- _TASK BRIEF_:
Only an exact repetition of the entries counts as an answer.

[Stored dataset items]
╭──
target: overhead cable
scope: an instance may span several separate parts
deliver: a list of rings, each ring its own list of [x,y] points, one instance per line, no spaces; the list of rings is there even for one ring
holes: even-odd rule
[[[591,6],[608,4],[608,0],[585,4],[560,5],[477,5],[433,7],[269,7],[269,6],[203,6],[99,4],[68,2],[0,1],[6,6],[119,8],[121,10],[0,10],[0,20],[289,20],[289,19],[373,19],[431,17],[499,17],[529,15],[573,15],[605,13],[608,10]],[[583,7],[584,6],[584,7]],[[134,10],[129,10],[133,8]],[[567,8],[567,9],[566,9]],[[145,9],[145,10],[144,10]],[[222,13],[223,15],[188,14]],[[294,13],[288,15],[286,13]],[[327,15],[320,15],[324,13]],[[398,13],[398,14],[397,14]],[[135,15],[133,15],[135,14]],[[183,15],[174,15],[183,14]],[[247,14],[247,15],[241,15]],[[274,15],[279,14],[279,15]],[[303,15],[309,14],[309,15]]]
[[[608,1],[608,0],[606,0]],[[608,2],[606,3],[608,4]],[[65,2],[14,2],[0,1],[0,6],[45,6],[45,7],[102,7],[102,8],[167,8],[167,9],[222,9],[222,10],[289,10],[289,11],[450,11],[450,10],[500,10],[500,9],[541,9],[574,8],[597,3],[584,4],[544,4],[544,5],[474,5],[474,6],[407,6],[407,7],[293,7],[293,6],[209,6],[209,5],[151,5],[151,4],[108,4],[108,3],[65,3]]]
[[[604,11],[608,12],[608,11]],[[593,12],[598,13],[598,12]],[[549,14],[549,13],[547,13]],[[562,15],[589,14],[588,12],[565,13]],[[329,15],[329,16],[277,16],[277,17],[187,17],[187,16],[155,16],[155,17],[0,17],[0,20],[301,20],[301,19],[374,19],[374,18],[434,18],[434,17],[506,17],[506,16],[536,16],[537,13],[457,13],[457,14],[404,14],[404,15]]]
╰──
- _EXERCISE RESPONSE_:
target: overhead cable
scope: an instance may span several separate parts
deliver: a list of rings, each ring its own list of [x,y] points, one instance per line, no spaces; the list of rings is there even for one ring
holes: even-odd rule
[[[591,6],[608,4],[608,0],[585,4],[560,5],[477,5],[433,7],[269,7],[269,6],[203,6],[99,4],[68,2],[0,1],[6,6],[119,8],[121,10],[0,10],[0,20],[289,20],[289,19],[373,19],[431,17],[499,17],[529,15],[573,15],[605,13],[608,10]],[[583,7],[584,6],[584,7]],[[134,10],[129,10],[133,8]],[[567,8],[567,9],[566,9]],[[145,9],[145,10],[144,10]],[[222,13],[223,15],[188,14]],[[294,13],[288,15],[286,13]],[[327,15],[320,15],[324,13]],[[398,13],[398,14],[397,14]],[[135,15],[133,15],[135,14]],[[183,15],[174,15],[183,14]],[[247,14],[247,15],[241,15]],[[274,15],[279,14],[279,15]],[[303,15],[309,14],[309,15]]]
[[[608,1],[608,0],[606,0]],[[608,2],[606,3],[608,4]],[[65,2],[14,2],[0,1],[0,6],[45,6],[45,7],[102,7],[102,8],[167,8],[167,9],[222,9],[222,10],[289,10],[289,11],[450,11],[450,10],[500,10],[500,9],[541,9],[574,8],[597,3],[584,4],[544,4],[544,5],[474,5],[474,6],[407,6],[407,7],[293,7],[293,6],[209,6],[209,5],[151,5],[151,4],[108,4],[108,3],[65,3]]]
[[[604,11],[608,12],[608,11]],[[593,12],[598,13],[598,12]],[[549,14],[549,13],[547,13]],[[562,15],[589,14],[588,12],[565,13]],[[329,15],[329,16],[277,16],[277,17],[187,17],[187,16],[155,16],[155,17],[0,17],[0,20],[301,20],[301,19],[374,19],[374,18],[434,18],[434,17],[506,17],[506,16],[536,16],[537,13],[457,13],[457,14],[404,14],[404,15]]]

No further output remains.